Dataset records below:

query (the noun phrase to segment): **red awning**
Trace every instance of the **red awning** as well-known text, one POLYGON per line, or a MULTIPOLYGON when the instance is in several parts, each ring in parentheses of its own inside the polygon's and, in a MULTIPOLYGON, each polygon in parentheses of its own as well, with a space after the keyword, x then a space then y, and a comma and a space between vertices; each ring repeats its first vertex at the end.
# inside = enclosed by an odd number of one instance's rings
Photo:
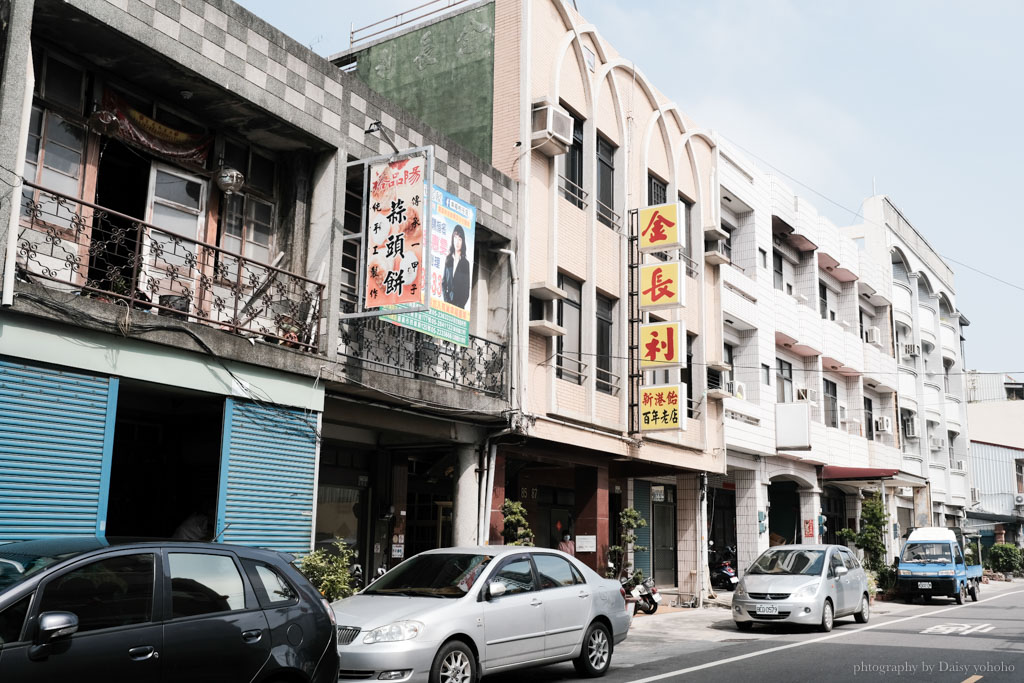
POLYGON ((838 467, 836 465, 825 465, 821 468, 821 478, 831 481, 846 479, 892 479, 899 470, 886 469, 884 467, 838 467))

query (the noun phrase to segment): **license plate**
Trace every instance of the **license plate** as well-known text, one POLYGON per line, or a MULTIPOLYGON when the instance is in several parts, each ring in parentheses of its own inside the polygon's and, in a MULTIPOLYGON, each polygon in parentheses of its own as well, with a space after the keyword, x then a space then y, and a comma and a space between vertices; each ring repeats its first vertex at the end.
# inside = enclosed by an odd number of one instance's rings
POLYGON ((918 581, 917 582, 917 587, 918 588, 931 588, 932 587, 932 582, 931 581, 918 581))
POLYGON ((736 578, 735 576, 730 576, 730 577, 729 577, 729 582, 730 582, 730 583, 739 583, 739 582, 740 582, 740 580, 739 580, 739 579, 737 579, 737 578, 736 578))
POLYGON ((754 614, 778 614, 779 608, 777 605, 758 605, 754 608, 754 614))
POLYGON ((654 594, 654 602, 661 602, 661 593, 654 594))
POLYGON ((640 598, 640 589, 639 588, 634 588, 633 590, 631 590, 629 592, 629 594, 632 595, 634 598, 639 599, 640 598))

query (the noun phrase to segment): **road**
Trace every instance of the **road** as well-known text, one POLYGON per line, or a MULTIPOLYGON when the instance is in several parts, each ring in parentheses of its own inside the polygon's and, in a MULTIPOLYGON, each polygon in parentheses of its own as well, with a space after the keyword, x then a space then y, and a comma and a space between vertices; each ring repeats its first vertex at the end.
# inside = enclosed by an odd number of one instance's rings
MULTIPOLYGON (((979 597, 960 606, 876 602, 868 624, 837 619, 828 634, 775 626, 740 633, 718 608, 638 617, 603 683, 1024 680, 1024 582, 987 584, 979 597)), ((527 675, 531 683, 577 679, 568 664, 527 675)))

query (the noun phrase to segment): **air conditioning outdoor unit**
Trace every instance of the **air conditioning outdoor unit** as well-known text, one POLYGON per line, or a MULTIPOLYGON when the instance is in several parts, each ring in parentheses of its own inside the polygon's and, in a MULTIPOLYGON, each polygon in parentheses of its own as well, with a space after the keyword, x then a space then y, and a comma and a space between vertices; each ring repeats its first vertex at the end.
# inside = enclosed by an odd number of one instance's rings
POLYGON ((904 358, 917 358, 921 355, 920 344, 904 344, 903 345, 903 357, 904 358))
POLYGON ((879 344, 882 340, 882 331, 877 327, 869 327, 864 330, 864 341, 868 344, 879 344))
POLYGON ((977 488, 972 486, 971 487, 971 502, 972 503, 977 503, 980 500, 981 500, 981 491, 979 491, 977 488))
POLYGON ((876 432, 891 432, 892 431, 892 418, 888 415, 879 415, 875 418, 875 431, 876 432))
POLYGON ((1017 507, 1024 507, 1024 493, 1018 493, 1013 497, 1013 504, 1017 507))
POLYGON ((917 418, 916 417, 905 417, 903 418, 903 436, 908 439, 917 438, 917 418))
POLYGON ((554 157, 565 154, 571 146, 572 117, 553 104, 534 105, 530 147, 554 157))
POLYGON ((796 400, 806 401, 807 403, 817 403, 818 392, 815 389, 805 389, 803 387, 797 387, 796 400))
POLYGON ((946 447, 946 440, 941 436, 933 436, 930 441, 933 451, 941 451, 946 447))
POLYGON ((726 382, 726 390, 741 401, 747 400, 747 386, 743 382, 726 382))
POLYGON ((731 259, 728 254, 728 245, 725 240, 707 240, 704 242, 704 260, 708 263, 722 264, 729 263, 731 259))
POLYGON ((847 421, 847 418, 846 418, 846 406, 843 405, 842 403, 839 404, 839 421, 840 422, 846 422, 847 421))
POLYGON ((896 493, 898 495, 901 495, 901 496, 904 496, 906 498, 909 498, 910 496, 914 495, 914 489, 913 489, 913 487, 910 487, 910 486, 901 486, 898 489, 896 489, 896 493))
POLYGON ((967 461, 966 460, 957 460, 956 462, 953 463, 953 469, 960 470, 961 472, 966 472, 967 471, 967 461))

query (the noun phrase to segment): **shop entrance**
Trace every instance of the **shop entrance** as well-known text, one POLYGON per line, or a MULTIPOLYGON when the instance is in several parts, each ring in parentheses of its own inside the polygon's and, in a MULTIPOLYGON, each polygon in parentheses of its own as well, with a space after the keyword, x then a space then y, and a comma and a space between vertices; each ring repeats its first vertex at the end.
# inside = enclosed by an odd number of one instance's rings
POLYGON ((452 545, 455 466, 451 451, 409 455, 405 557, 452 545))
POLYGON ((768 531, 771 545, 800 543, 800 492, 795 481, 774 480, 768 487, 768 531))
POLYGON ((212 538, 224 399, 122 380, 106 534, 212 538))
POLYGON ((654 551, 654 583, 675 586, 676 487, 651 486, 651 544, 654 551))

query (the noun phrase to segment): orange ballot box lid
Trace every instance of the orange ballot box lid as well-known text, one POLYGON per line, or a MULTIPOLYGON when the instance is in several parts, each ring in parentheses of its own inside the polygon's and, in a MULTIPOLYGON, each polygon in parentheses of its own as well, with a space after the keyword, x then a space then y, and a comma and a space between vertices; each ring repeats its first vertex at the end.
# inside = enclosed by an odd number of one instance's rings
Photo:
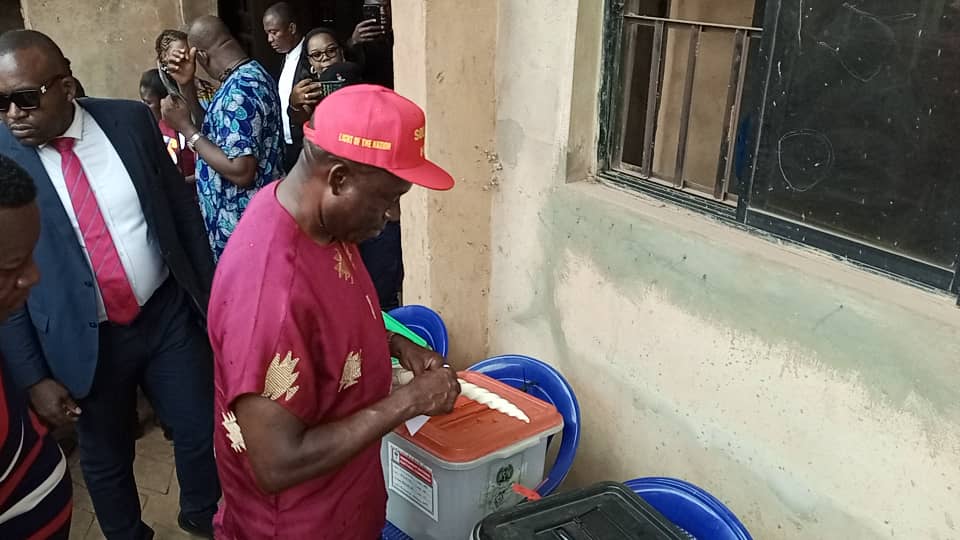
POLYGON ((513 403, 530 423, 460 396, 452 413, 431 418, 416 435, 410 435, 405 426, 395 433, 443 461, 469 463, 563 428, 563 417, 550 403, 481 373, 461 371, 458 376, 513 403))

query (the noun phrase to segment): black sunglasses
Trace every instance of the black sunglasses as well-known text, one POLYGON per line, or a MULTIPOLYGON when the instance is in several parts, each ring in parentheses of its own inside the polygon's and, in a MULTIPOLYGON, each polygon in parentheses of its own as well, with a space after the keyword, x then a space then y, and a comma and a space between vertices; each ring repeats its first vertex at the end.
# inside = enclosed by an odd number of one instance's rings
POLYGON ((13 103, 18 109, 32 111, 40 107, 40 100, 44 94, 50 91, 49 85, 66 78, 66 75, 57 75, 49 81, 40 85, 40 88, 31 90, 18 90, 12 94, 0 94, 0 112, 6 113, 10 110, 10 104, 13 103))

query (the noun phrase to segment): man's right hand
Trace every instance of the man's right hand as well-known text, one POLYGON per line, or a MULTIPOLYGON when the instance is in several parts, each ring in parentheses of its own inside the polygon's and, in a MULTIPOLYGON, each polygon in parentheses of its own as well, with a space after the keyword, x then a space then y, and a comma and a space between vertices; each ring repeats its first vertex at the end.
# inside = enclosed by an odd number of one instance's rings
POLYGON ((53 427, 72 424, 80 417, 80 407, 70 392, 53 379, 43 379, 30 387, 30 404, 40 418, 53 427))
POLYGON ((387 33, 386 28, 380 26, 377 19, 367 19, 360 21, 360 24, 353 29, 353 35, 350 36, 350 44, 370 43, 383 37, 387 33))
POLYGON ((294 109, 312 110, 320 102, 320 83, 304 79, 290 92, 290 106, 294 109))
POLYGON ((453 411, 460 383, 457 373, 450 368, 431 369, 414 377, 401 391, 410 393, 415 416, 441 416, 453 411))
POLYGON ((166 72, 181 88, 193 83, 197 76, 197 48, 175 49, 167 56, 166 72))

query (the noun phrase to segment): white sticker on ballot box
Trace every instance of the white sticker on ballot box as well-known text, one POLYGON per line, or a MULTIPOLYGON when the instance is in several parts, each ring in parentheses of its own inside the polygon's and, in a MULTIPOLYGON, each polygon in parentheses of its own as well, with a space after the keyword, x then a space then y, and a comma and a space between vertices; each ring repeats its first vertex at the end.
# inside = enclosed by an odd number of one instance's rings
POLYGON ((387 487, 434 521, 439 521, 437 480, 433 470, 391 442, 387 443, 387 449, 390 451, 387 487))

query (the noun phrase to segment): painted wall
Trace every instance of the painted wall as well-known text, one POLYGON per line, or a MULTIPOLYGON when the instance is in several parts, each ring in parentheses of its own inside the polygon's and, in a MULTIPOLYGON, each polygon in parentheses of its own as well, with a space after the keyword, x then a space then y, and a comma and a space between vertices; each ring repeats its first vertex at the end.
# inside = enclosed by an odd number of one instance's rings
POLYGON ((585 432, 568 487, 685 478, 755 538, 960 537, 954 301, 578 181, 593 176, 602 3, 449 16, 457 4, 394 5, 399 88, 466 186, 405 203, 408 300, 470 343, 458 365, 525 353, 570 379, 585 432), (474 149, 491 140, 495 171, 474 149))
POLYGON ((403 199, 404 302, 449 306, 454 357, 487 348, 490 211, 501 167, 493 144, 497 2, 394 0, 397 89, 427 115, 427 157, 454 176, 449 193, 403 199))
POLYGON ((165 28, 216 13, 214 0, 22 0, 27 28, 48 34, 88 95, 139 99, 140 75, 156 67, 165 28))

End of Dataset records.

Assignment. Using the entries above, return exactly the lines from the line with "query (the noun phrase to segment): **shop" to the line with "Trace every instance of the **shop", counting both of those lines.

Result.
query (the noun phrase to segment): **shop entrance**
Trace every instance of the **shop entrance** as well-known text, one POLYGON per line, or a MULTIPOLYGON when the instance is in several parts, each ring in parentheses of its own inside the polygon's and, in a MULTIPOLYGON, each polygon in parentheses of its own as well, with a space after the keyword, x then a space then y, and a comma and a space between vertices; each ring repeats its first vertex at the end.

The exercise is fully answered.